→ **課題**
耳かきの台本について、次の(a)〜(c)が台本の内容と合うかをそれぞれ「はい」か「いいえ」で答え、決め手となる台本の言葉をそのまま引用する。(a) サキは鬼の両親から産まれた (b) サキは幼いころ人間に育てられた (c) あんちゃは山奥に来てもスマホで仕事をしている

→ **本文**
------------------------------------------------------------------------

サキの耳かき(左耳)
;7/左 顔寄せ
「(ふーーーーーーっ)」
;7/左 通常
「……こっちのお耳も、浅いところはだいたいきれいだな。
左の耳より、もっときれいかもしれんだで……
あんちゃの指先。
右耳の穴に入れやすいの形しでるのかもしれねなぁ」
「んだども――うふふっ――<顔撫で>――
どーでも同じだ
どっちの耳も、サキがキレイキレイにするでなぁ」
「え? 『もう少し撫でてほしい』だか?
ふふっ、冗談ごとでなく、
ほんとにわらしにかえっちまっただか?
あんちゃ、めごいなぁ」
「……あんちゃに甘えられんのな? ――<顔撫>――
サキも、なんだか嬉しいんだわ――<顔撫>――
だけん、たぁんと甘えてけろな?」
「ん……<顔撫>――(呼吸音)――。
こっただ山奥来てもスマホで仕事だもんなぁ――<顔撫>――
あんちゃ、疲れで当だり前だな――<顔撫>――
しんどいなぁ――<顔撫>」
「……いいこだ。いいこ――<顔撫>――
あんちゃはいいこだ――がんばりやさんだ――<顔撫>
――んだども、今日は、うふふふふっ」
;7/左 顔寄せ
「こわぁい鬼につかまっちったもんだでな?――<顔撫>――
言うごど聞かねば、食われちうだ」
;7/左
「んだでな? 仕事(しごど)も勉強(べんきょ)もなぁんもなんでもほったらがして――休まねばまぁ――<顔撫>――
わるぅい鬼この、命令だでな」
「ん? あははっ――だなぁ。
あんちゃも、サキもゆるんだなぁ。
あんちゃ、ほっとした顔しでるもん。
サキもか? んだか、ニコニコかぁ」
「したら、ナデナデはおしまいにして、
耳掃除――させでもらうな?」
;7/左 顔寄せ
「ん……(呼吸音)――(ふーーーーっ)」
;7/左 通常
「うん……<耳かき音>――
ん……<耳かき音>――
あ? ああ……(呼吸音)――
サキがどうして秋田を離れたが――<耳かき音>――
聞かれてただな――」
「サキはな、普通の鬼だったでなぁ――<耳かき音>――
鬼の両親から産まれでよ――<耳かき音>――
んだども、産まれてすぐに置き去りにされて……(呼吸音)――
物心つくまでは、山のケモノとかよ、捕まえて喰っで、育っただ」
「わらしこの鬼にはよ、人間とケモノの違いも、わがんねがらな――<耳かき音>――
山奥の深くに置き去りにさねでねがったら、
そのころにもし、人間と出会ってしまってたらさ――<耳かき音>――」
「ん……(呼吸音)――
サキも人食い鬼になってさ――<耳かき音>――
人間の名のある侍に、退治されてたかもしれんなぁ――<耳かき音>――」

------------------------------------------------------------------------

→ **与えられた情報**
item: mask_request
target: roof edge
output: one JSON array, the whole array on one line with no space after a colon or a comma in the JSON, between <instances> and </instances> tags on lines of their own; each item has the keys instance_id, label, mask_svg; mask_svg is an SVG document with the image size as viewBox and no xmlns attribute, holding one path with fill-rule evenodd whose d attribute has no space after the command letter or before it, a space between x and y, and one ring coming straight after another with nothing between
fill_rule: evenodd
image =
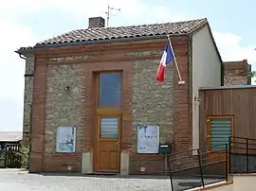
<instances>
[{"instance_id":1,"label":"roof edge","mask_svg":"<svg viewBox=\"0 0 256 191\"><path fill-rule=\"evenodd\" d=\"M232 86L217 86L217 87L200 87L199 91L227 90L227 89L256 89L256 85L232 85Z\"/></svg>"},{"instance_id":2,"label":"roof edge","mask_svg":"<svg viewBox=\"0 0 256 191\"><path fill-rule=\"evenodd\" d=\"M172 38L176 37L186 37L191 35L191 33L184 34L164 34L164 35L154 35L154 36L139 36L139 37L127 37L127 38L117 38L117 39L102 39L102 40L95 40L95 41L78 41L78 42L66 42L61 43L46 43L46 44L37 44L35 46L28 47L20 47L18 50L14 52L17 54L27 54L31 53L35 49L43 49L43 48L51 48L51 47L64 47L64 46L73 46L73 45L81 45L81 44L92 44L92 43L120 43L120 42L137 42L137 41L148 41L148 40L155 40L155 39L167 39L167 35L170 35Z\"/></svg>"}]
</instances>

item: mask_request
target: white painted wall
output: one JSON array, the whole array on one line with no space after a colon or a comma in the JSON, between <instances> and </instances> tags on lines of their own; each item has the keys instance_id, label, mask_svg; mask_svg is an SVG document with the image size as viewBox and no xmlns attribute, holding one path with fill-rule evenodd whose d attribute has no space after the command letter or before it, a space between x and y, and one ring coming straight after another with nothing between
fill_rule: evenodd
<instances>
[{"instance_id":1,"label":"white painted wall","mask_svg":"<svg viewBox=\"0 0 256 191\"><path fill-rule=\"evenodd\" d=\"M206 26L192 36L192 148L199 148L198 88L221 85L221 61Z\"/></svg>"}]
</instances>

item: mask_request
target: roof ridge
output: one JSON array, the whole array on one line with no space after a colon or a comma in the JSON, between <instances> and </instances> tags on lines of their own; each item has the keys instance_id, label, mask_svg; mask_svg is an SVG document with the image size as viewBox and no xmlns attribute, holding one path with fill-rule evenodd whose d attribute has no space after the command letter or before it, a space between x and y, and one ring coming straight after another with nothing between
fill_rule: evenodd
<instances>
[{"instance_id":1,"label":"roof ridge","mask_svg":"<svg viewBox=\"0 0 256 191\"><path fill-rule=\"evenodd\" d=\"M195 21L206 21L208 22L206 17L203 18L198 18L198 19L191 19L191 20L180 20L180 21L175 21L175 22L162 22L162 23L152 23L152 24L139 24L139 25L129 25L129 26L107 26L107 27L89 27L89 28L79 28L75 29L75 31L79 30L94 30L94 29L101 29L101 28L122 28L122 27L133 27L133 26L155 26L155 25L166 25L166 24L184 24L184 23L189 23L189 22L195 22ZM74 31L74 30L72 30ZM71 31L70 31L71 32Z\"/></svg>"},{"instance_id":2,"label":"roof ridge","mask_svg":"<svg viewBox=\"0 0 256 191\"><path fill-rule=\"evenodd\" d=\"M159 38L163 35L188 35L195 32L208 24L207 18L183 20L167 23L144 24L137 26L123 26L116 27L93 27L73 29L65 33L56 35L50 39L36 43L36 47L49 45L67 45L70 43L93 43L100 41L127 41L131 38ZM33 46L33 47L35 47ZM24 47L20 49L33 49Z\"/></svg>"}]
</instances>

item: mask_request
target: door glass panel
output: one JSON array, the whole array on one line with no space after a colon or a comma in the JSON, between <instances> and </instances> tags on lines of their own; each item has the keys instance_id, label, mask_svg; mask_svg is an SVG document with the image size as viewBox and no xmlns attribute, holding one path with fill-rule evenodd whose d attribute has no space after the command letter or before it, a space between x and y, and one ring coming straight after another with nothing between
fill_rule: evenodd
<instances>
[{"instance_id":1,"label":"door glass panel","mask_svg":"<svg viewBox=\"0 0 256 191\"><path fill-rule=\"evenodd\" d=\"M100 107L119 107L120 105L121 73L100 74Z\"/></svg>"},{"instance_id":2,"label":"door glass panel","mask_svg":"<svg viewBox=\"0 0 256 191\"><path fill-rule=\"evenodd\" d=\"M210 119L210 145L211 149L225 149L229 146L229 137L231 136L230 119Z\"/></svg>"},{"instance_id":3,"label":"door glass panel","mask_svg":"<svg viewBox=\"0 0 256 191\"><path fill-rule=\"evenodd\" d=\"M101 118L101 138L117 139L119 137L119 118Z\"/></svg>"}]
</instances>

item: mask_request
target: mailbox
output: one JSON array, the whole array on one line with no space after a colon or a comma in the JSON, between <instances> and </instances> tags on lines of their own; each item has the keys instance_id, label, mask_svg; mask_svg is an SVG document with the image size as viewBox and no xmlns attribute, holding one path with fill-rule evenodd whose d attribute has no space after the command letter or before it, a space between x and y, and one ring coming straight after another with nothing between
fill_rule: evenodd
<instances>
[{"instance_id":1,"label":"mailbox","mask_svg":"<svg viewBox=\"0 0 256 191\"><path fill-rule=\"evenodd\" d=\"M171 144L160 144L159 145L159 154L171 154Z\"/></svg>"}]
</instances>

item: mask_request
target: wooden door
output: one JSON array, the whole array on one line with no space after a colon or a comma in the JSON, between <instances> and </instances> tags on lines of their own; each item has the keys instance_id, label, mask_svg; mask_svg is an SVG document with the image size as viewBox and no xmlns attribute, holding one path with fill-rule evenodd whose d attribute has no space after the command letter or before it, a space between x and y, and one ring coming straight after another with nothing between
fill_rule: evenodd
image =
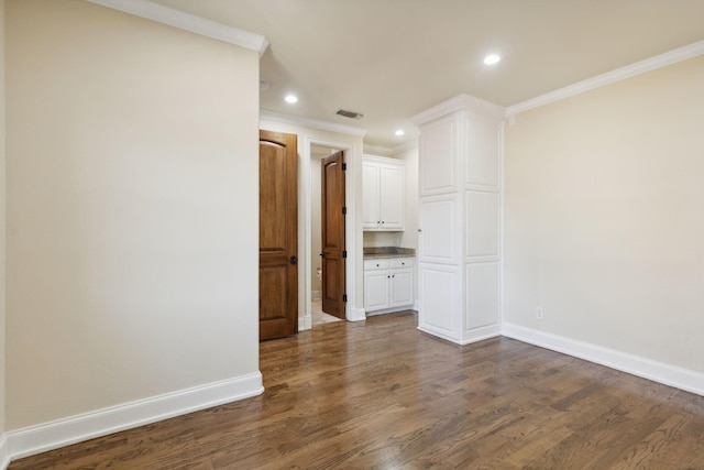
<instances>
[{"instance_id":1,"label":"wooden door","mask_svg":"<svg viewBox=\"0 0 704 470\"><path fill-rule=\"evenodd\" d=\"M298 332L297 138L260 131L260 340Z\"/></svg>"},{"instance_id":2,"label":"wooden door","mask_svg":"<svg viewBox=\"0 0 704 470\"><path fill-rule=\"evenodd\" d=\"M345 318L344 303L344 157L342 152L322 159L321 226L322 311Z\"/></svg>"}]
</instances>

------------------------------------------------------------------------

→ **解答**
(a) はい。「鬼の両親から産まれでよ」
(b) いいえ。「物心つくまでは、山のケモノとかよ、捕まえて喰っで、育っただ」
(c) はい。「こっただ山奥来てもスマホで仕事だもんなぁ」